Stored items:

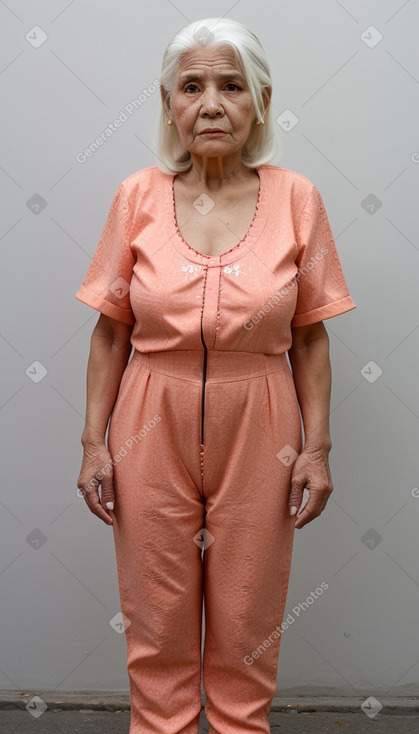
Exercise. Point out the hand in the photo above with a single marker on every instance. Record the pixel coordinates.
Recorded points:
(310, 470)
(97, 468)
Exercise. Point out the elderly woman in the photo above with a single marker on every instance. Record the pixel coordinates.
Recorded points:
(212, 264)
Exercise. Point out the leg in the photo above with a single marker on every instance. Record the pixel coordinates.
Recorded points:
(158, 510)
(247, 566)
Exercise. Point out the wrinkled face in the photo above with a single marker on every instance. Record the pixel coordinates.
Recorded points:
(209, 91)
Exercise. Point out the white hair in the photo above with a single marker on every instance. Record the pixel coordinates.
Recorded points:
(263, 144)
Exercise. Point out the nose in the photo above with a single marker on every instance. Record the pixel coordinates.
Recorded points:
(211, 102)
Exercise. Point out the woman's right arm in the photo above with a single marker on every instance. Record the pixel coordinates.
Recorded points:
(110, 348)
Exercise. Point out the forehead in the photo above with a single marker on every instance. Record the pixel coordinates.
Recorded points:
(208, 59)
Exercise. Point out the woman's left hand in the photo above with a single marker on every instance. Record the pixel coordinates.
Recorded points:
(310, 470)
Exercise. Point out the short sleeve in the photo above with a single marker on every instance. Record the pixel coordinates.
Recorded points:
(106, 286)
(322, 289)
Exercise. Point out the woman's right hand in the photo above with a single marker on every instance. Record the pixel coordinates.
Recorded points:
(97, 468)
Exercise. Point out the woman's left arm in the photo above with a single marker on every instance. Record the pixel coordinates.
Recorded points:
(309, 357)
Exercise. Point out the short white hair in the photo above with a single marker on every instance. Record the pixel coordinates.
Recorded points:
(263, 144)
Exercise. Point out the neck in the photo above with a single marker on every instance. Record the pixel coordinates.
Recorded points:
(213, 173)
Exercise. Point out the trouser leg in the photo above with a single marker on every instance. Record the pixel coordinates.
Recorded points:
(247, 566)
(158, 511)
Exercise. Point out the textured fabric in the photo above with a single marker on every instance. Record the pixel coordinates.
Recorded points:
(203, 441)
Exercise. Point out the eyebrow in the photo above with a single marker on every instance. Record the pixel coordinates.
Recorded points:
(189, 76)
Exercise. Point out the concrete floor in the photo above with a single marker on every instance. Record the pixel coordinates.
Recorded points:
(108, 713)
(303, 722)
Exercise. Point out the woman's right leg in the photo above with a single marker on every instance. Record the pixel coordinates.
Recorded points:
(158, 512)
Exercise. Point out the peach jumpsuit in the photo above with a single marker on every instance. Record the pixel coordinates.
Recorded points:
(203, 435)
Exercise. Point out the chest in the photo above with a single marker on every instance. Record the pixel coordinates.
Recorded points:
(214, 224)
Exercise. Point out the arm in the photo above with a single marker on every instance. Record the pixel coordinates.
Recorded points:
(309, 357)
(110, 348)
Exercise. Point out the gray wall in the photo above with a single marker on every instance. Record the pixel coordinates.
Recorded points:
(356, 139)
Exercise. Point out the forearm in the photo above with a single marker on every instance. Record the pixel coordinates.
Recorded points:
(312, 378)
(107, 361)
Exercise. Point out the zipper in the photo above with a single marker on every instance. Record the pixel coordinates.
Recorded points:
(204, 379)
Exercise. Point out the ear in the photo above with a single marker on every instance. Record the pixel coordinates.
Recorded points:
(266, 97)
(165, 96)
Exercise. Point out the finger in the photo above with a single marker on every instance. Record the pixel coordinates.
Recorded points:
(296, 495)
(92, 500)
(311, 510)
(108, 495)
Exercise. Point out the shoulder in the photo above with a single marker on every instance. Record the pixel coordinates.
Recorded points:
(143, 188)
(143, 178)
(293, 187)
(289, 178)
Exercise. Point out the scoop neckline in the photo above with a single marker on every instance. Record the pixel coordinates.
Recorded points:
(238, 250)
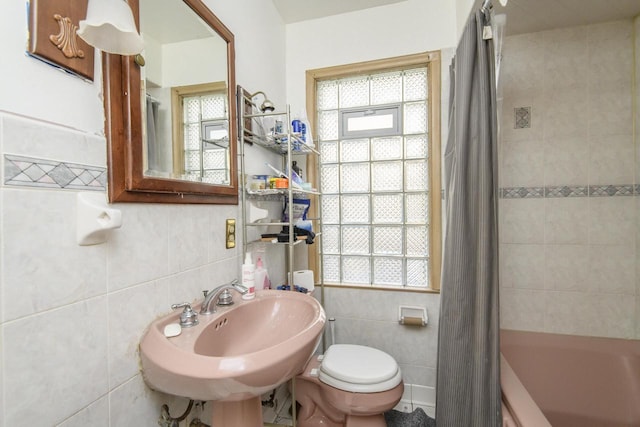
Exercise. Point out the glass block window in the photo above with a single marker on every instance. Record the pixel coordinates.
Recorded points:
(205, 132)
(375, 181)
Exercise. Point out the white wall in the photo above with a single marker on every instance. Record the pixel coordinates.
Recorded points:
(403, 28)
(71, 317)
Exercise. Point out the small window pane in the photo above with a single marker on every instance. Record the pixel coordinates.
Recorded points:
(389, 148)
(417, 273)
(417, 208)
(215, 159)
(372, 121)
(415, 118)
(191, 110)
(192, 160)
(387, 240)
(416, 146)
(354, 150)
(331, 209)
(329, 151)
(213, 107)
(417, 241)
(355, 240)
(356, 270)
(387, 208)
(417, 178)
(355, 209)
(331, 268)
(192, 140)
(387, 176)
(331, 239)
(327, 95)
(327, 125)
(355, 177)
(329, 179)
(215, 176)
(386, 88)
(415, 84)
(387, 271)
(354, 92)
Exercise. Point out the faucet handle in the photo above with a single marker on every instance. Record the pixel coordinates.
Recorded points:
(188, 317)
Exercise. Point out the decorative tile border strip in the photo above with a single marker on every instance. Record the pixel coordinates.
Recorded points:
(24, 171)
(569, 191)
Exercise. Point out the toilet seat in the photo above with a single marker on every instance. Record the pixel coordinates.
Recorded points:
(359, 369)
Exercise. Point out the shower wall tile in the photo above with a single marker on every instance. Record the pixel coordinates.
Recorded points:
(565, 57)
(94, 415)
(515, 98)
(566, 161)
(609, 58)
(522, 309)
(522, 220)
(563, 114)
(613, 316)
(612, 220)
(522, 266)
(41, 271)
(611, 159)
(612, 269)
(522, 164)
(566, 267)
(46, 354)
(569, 313)
(584, 201)
(566, 221)
(522, 71)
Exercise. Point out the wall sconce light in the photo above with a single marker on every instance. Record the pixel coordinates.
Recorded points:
(110, 27)
(266, 105)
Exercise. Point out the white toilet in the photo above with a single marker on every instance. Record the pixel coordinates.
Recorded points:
(350, 386)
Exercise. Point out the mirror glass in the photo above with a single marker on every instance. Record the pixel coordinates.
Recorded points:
(184, 82)
(170, 112)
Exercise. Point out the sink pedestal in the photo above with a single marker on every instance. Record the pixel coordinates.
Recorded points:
(242, 413)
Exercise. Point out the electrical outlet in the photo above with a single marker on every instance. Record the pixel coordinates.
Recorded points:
(231, 233)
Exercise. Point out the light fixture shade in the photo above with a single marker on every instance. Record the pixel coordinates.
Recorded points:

§ **How to complete this task**:
Excluding the pictures, reproduce every entry exactly as given.

§ **Solution for this task**:
Exercise. Point out the hand in the photo above with a single marker on every instance. Record the pixel coordinates.
Recorded points:
(310, 470)
(97, 468)
Exercise. Point out the elderly woman in the photo above with a single marker on every instance. Record the pixel coordinates.
Recorded points:
(212, 264)
Exercise. Point out the leg in the photo above with a single marker on every instance. Record the pixel coordinates.
Recorded points:
(158, 510)
(247, 566)
Exercise. Point out the wrinkled face in the photo above with a single marker on every instance. Record the pixel coordinates.
Recorded points:
(209, 91)
Exercise. Point out the white hair in the photo above with a single marker on every instance. Record the pixel coordinates.
Recorded points:
(263, 144)
Exercise. Point out the nose in the photo above with a single marker on every instance. Record the pixel coordinates.
Recorded points:
(211, 102)
Exercise. Point out the woman's right arm in the photo above with a single marker on every instance. Record the pixel coordinates.
Recorded points:
(110, 348)
Exercise. Point out the forehead in the photo above with a single marker on every instance. Record the pixel coordinates.
Recorded points:
(208, 59)
Exercise. Point out the woman's left hand in the photo above with a single marker on every instance. Record the pixel coordinates.
Recorded points:
(310, 470)
Exercise. Point out the short sleeve in the photo above with a single marker on every instance. Record the pixel coordinates.
Recorded points:
(106, 286)
(322, 289)
Exercise. Point out the woman's right hand in the photo above with a single marker on every instance. Record the pixel coordinates.
Recorded points:
(97, 468)
Exercise. Point out the woman's left arm in the photo above with a single marker on every instance. Record the pixel coordinates.
Recorded points:
(309, 357)
Exercise. Point out the short white hair in the photo above with a single marker on every instance. Record the pixel coordinates.
Recorded points:
(263, 144)
Exercise. Point out the neck in the photo above with a single marker on every instance. Record the pixel coordinates.
Recorded points:
(213, 173)
Exercise. Point out the trouser leg in the photo above with a single marker on every instance. Record the pixel coordinates.
Recorded points:
(247, 566)
(158, 511)
Exercise. Point out the textured fabric in the photo above with a single marker on every instance. Record the pixel coordinates.
Recorded points:
(203, 441)
Exercise. Point out the eyebrow in the photo above with a single marker on every instance. Record the pixel coordinates.
Recorded points:
(189, 76)
Exercise. Point out the concrete floor in the photo above with a single marker on every instance. Record the pixel coordinates.
Recorded points:
(108, 713)
(303, 722)
Exercise. Point out the woman's right leg in the photo above with a single marker on every instance. Record the pixel coordinates.
Recorded points:
(158, 512)
Exercise. Point out the peach jumpsuit in the photo above with a single marker on every instance. Record the pixel coordinates.
Recorded points:
(203, 435)
Exercise. Point out the chest in the photo above with a single marker on every instance. Record the pixel coordinates.
Recorded points:
(214, 224)
Exercise. Point out the arm in the photo above with a single marker on every instance. Record the pixel coordinates.
Recorded points:
(309, 357)
(110, 348)
Exercise. Point out the gray wall in the photo above with a single marker on every instance. Record the pixel coordinates.
Recorded points:
(356, 139)
Exercise. Point out the forearm in the photo above with a single marker on every instance. Record the pixel coordinates.
Recorded points:
(312, 378)
(107, 361)
Exercise. Point out the zipper in the photo above with a single marker on every instance. Record the pixel coordinates.
Recorded points:
(204, 379)
Exercise. Point out the ear in the photo above with a single marker on every instance. Record the pixel coordinates.
Recorded points:
(266, 97)
(165, 96)
Exercise. Point out the finger in the photo above with a single marker on every instance. Record the pixel coordinates.
Recorded points:
(296, 495)
(92, 500)
(311, 510)
(108, 495)
Exercise. Point out the shoulder in the photo above with a single marker on every instance. Record the pixel coordinates.
Recorded points:
(143, 188)
(143, 178)
(293, 187)
(289, 178)
Exercise. Point out the scoop neckline in the photo above with a single marker on every instance. Record the pixel coordinates.
Recorded points:
(238, 250)
Exercise. Point out the glass block window in the photo above with a single marker on every instance. Record the pixel coordinates.
Recorded points:
(205, 132)
(375, 181)
Exercise. Point out the white wall in the photo above with a single marker on every instance. Record the pixel coordinates.
Recorded points:
(403, 28)
(71, 317)
Exercise. Point out the small window pane in the photo above with a single marker on every instance. Record the pixel coordinates.
Recorded points:
(389, 148)
(417, 273)
(417, 208)
(215, 159)
(372, 121)
(415, 118)
(191, 110)
(192, 160)
(387, 240)
(416, 146)
(354, 150)
(331, 209)
(329, 151)
(213, 107)
(417, 241)
(355, 240)
(356, 270)
(387, 208)
(417, 178)
(355, 209)
(331, 268)
(192, 140)
(387, 176)
(331, 239)
(327, 95)
(327, 125)
(355, 177)
(329, 179)
(215, 176)
(386, 88)
(415, 84)
(387, 271)
(354, 92)
Exercise. Point out the faucet handle in the photo above with a single marker on every instance. Record the pixel coordinates.
Recorded points:
(188, 317)
Exercise. Point out the decorative tile border strip in the photo above with a single marker on every instance. Record the pixel coordinates.
Recorded points:
(24, 171)
(569, 191)
Exercise. Point out the toilet seat in the photo above with a single marker on every instance. Record the pixel coordinates.
Recorded points:
(359, 369)
Exercise. Point out the shower wall tile in the photo above with a single marker on every instance. Record the pixel coordinates.
Recorded points:
(565, 57)
(94, 415)
(515, 98)
(566, 161)
(609, 58)
(522, 309)
(522, 220)
(563, 114)
(613, 316)
(612, 220)
(522, 266)
(41, 271)
(611, 159)
(612, 269)
(522, 164)
(566, 267)
(46, 354)
(569, 313)
(584, 201)
(566, 221)
(522, 71)
Exercise. Point out the wall sconce light in the photo above with a single marker on every instance. Record the pixel coordinates.
Recorded points:
(110, 27)
(266, 105)
Exercise. Point out the white toilet in the photo above with a single marker on every instance. Record the pixel coordinates.
Recorded points:
(350, 386)
Exercise. Point out the mirror glass in the photo above with a single marker on every instance. Record the pixel coordinates.
Recorded points:
(184, 82)
(170, 112)
Exercise. Point out the sink pedestal in the photo above with a single marker on every instance. Record the pixel coordinates.
Recorded points:
(242, 413)
Exercise. Point out the electrical outlet in the photo above with a single marker on every instance. Record the pixel coordinates.
Recorded points:
(231, 233)
Exercise. Point out the light fixture shade in the photo above with a single marker on every instance. Record the pixel coordinates.
Recorded points:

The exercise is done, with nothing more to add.